(Task objective):
Please answer these from the USV pollution-tracking project description:
(a) In what three ways will the active sensing approach be tested?
(b) Which two UK government manifestos is the capability expected to contribute to?
(c) Which organization is Dr Glenn Watts listed with?

(Source excerpt):

Project highlights

  • An exciting opportunity to develop an autonomous unmanned surface vehicle (USV) equipped with water quality sensor to autonomously survey the aquatic environment and identify pollution sources. 
  • State-of-the-art pollution dispersion modelling for fast Bayesian inference with real-world field testing & application. 
  • Develop a physics-informed Bayesian inference algorithm to rapidly quantify the information gain of a possible sampling location. 


Discharges of hazardous substances into aquatic environments, from frequent storm overflows of sewage water to incidental leaks of hazardous chemicals, pose a substantial risk to both public health and the aquatic ecosystem. In such incidents, it is imperative to accurately identify the release source, estimate its strength and reconstruct the spatio-temporal dispersion of potential pollutants. However, the fast-changing spatial-temporal dynamics of pollution makes it difficult to rely on existing monitoring stations and painstaking manual sampling to capture the morphology of pollutant plumes in different water conditions. 

Unmanned surface vehicles (USVs), as agile/flexible robot platforms, e.g. UKCEH (2023), offer a promising alternative to environment monitoring via their mobility and onboard sensors. This project aims to develop an integrated active sensing framework, which will enable the USV to autonomously plan a survey path in the area of interest and infer the pollution source from observed data. 

The “active sensing” capability means that a sensing agent, i.e., the USV, can incorporate perceived environment attributes (e.g., where the location of pollution source might be) to design a favourable sensing action, i.e., a survey path, which can lead to more informative water samples to improve the estimation of the pollution event. The overall framework is illustrated in Fig 1. The key components include a dispersion and transport model in the aquatic environment to characterise pollution event morphology, a Bayesian inference engine to estimate the key parameters in the pollution model, and an information-theoretic path planner, which finds an optimal path based on the reward function of the potential information gain (Hutchinson et al., 2020). This approach will be tested by simulation, in water tanks and by field deployment in real-world settings. 

By working closely with the Environment Agency, the proposed solution will be of immediate use to government agencies, environmental surveyors and scientists, enabling a service to help meet the demand for regulated monitoring of water quality and providing an effective tool to track down other unknown pollution sources. Such a capability will eventually contribute to major UK government manifestos such as the 25-year Environment Plan and the Thames Vision 2050. 

Image shows a large flow diagram with numerous captions and a photograph of a water-borne device and colour-coded images.

Figure 1: Active sensing framework for Unmanned Surface Vehicle (USV) using a Bayesian approach and optimising for tracking and pollution plume identification. 


Loughborough University


  • Climate and Environmental Sustainability


Project investigator

Prof Cunjia Liu, Loughborough University: [email protected]  


Dr Christopher Harvey, Loughborough University: [email protected] 

Dr Glenn Watts, Environment Agency: [email protected] 

How to apply


The successful PhD applicant will work with experts in robotics and autonomous systems engineering and fluid mechanics at Loughborough University and with applied environmental scientists at the Environment Agency to ensure end-user needs are fully taken into account. Innovative technical approaches will combine developing the fundamental convection-diffusion partial differential equation (PDE) using a dynamic transient finite-element method (FEM; Liu et al., 2023), using Bayesian inference engines using the recent message passing technique (Rhodes et al., 2023) and interfacing with sensor measurements, and designing a novel dual control (Rhodes et al., 2022) based reward function dedicated for pollution source localisation. These innovations will be integrated into a unified framework that can be deployed on USVs to track unknown pollution events, and will be tested experimentally and in the field.

(Source material):
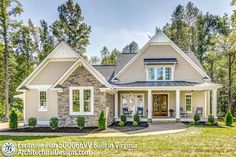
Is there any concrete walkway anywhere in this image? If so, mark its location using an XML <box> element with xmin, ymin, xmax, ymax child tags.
<box><xmin>0</xmin><ymin>123</ymin><xmax>186</xmax><ymax>137</ymax></box>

(Answer to the task):
(a) By simulation, in water tanks, and by field deployment in real-world settings.
(b) The 25-year Environment Plan and the Thames Vision 2050.
(c) The Environment Agency.